**WHAT IS BEING ASKED**
Reproduce the items below word for word, starting at the line that contains "Given the photo above, point to the white cloud" and ending at the final line of the items.

[Start DATA ENTRIES]

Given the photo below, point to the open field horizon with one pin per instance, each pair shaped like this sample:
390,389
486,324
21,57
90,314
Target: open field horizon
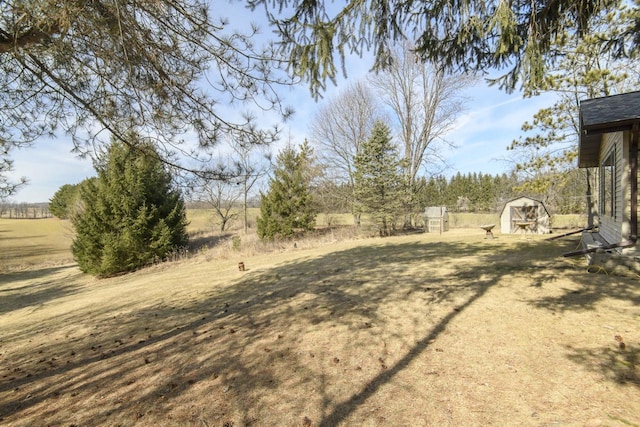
46,242
416,330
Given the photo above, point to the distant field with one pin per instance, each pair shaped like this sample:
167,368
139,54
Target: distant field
30,242
27,242
425,329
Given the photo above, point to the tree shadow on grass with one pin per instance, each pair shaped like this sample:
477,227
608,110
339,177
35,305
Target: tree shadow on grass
239,344
621,366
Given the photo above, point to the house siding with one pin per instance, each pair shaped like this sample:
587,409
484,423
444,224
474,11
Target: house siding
611,227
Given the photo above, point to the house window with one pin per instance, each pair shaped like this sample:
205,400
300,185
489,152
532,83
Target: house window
608,186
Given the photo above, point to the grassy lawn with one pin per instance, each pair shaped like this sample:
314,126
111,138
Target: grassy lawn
426,329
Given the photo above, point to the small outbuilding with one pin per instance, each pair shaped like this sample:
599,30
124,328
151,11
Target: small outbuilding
525,215
436,219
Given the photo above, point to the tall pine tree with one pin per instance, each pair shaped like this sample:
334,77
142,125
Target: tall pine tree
380,186
131,214
288,205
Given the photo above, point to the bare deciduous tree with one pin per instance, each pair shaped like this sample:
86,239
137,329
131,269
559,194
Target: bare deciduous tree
424,102
338,130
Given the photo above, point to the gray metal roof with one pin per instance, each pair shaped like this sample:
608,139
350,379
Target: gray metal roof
603,115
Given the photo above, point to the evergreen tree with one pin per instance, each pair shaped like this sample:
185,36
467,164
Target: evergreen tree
380,187
288,205
62,202
131,215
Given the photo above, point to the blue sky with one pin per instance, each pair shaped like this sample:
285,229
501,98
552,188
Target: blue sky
489,124
492,120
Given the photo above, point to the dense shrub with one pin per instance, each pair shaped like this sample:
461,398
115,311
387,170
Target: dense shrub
130,215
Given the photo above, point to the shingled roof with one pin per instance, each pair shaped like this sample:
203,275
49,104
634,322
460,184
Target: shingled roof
603,115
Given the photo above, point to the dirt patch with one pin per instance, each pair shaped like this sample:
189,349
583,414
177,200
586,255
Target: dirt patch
425,329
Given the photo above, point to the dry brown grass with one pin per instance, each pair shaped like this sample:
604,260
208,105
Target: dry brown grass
405,331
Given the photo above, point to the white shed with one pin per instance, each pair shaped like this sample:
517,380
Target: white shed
436,219
525,215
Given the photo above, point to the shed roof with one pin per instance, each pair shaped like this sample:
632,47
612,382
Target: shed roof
603,115
435,211
521,199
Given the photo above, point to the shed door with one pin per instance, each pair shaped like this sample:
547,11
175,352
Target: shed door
523,213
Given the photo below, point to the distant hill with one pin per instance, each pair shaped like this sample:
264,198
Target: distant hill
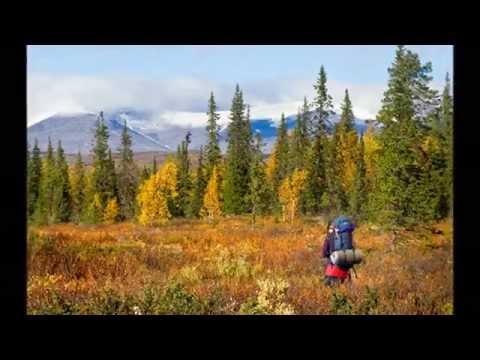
76,131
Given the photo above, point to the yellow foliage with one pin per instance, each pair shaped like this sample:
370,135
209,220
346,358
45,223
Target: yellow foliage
346,155
111,212
271,165
211,203
372,148
289,192
154,194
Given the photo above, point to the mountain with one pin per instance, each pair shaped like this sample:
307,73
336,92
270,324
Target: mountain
76,131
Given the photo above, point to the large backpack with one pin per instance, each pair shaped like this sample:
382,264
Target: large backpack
343,239
343,252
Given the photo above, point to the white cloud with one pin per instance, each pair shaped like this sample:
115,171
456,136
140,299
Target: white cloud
183,101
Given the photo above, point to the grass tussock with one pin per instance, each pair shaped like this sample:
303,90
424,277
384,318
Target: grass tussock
190,267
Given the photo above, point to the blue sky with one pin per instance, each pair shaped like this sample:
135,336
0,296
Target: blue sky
178,79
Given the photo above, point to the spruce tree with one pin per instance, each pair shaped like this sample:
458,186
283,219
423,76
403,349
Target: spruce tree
212,149
316,184
359,195
184,183
112,185
29,176
101,176
127,177
63,186
260,193
34,178
46,207
322,105
343,156
281,154
300,140
78,185
402,190
154,166
199,187
446,113
238,158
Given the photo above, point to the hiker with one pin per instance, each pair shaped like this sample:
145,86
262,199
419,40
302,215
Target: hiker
339,250
333,274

[End DATA ENTRIES]

**FINAL RESULT**
Given the photo above, point to the white cloud with one pin per instance, each pair shaped like this sample:
115,171
456,136
140,299
Target: white cloud
183,101
Given the photo above, point to the grass tussock with one pin per instance, each pair shaped like this sample:
303,90
424,277
384,318
Target: grass tussock
190,267
Given the photo above, point to the blue sky with one pin per instance, each pair shaped like this sample:
135,336
0,296
Target: blue sky
178,79
Given the photo above, point to the spruce tree with one pin per instance, each pair shaped like this sample:
458,186
283,219
423,76
403,349
Target: spruce tree
212,149
316,184
359,195
184,183
112,185
29,176
101,176
127,177
63,186
260,193
34,178
46,207
322,105
343,156
281,154
300,140
78,185
402,190
154,166
199,187
446,113
238,158
Given the photo above, point to the hiker with one pin per instance, each pair shaped like this sample:
145,86
262,199
419,40
302,215
Target: hiker
339,250
333,274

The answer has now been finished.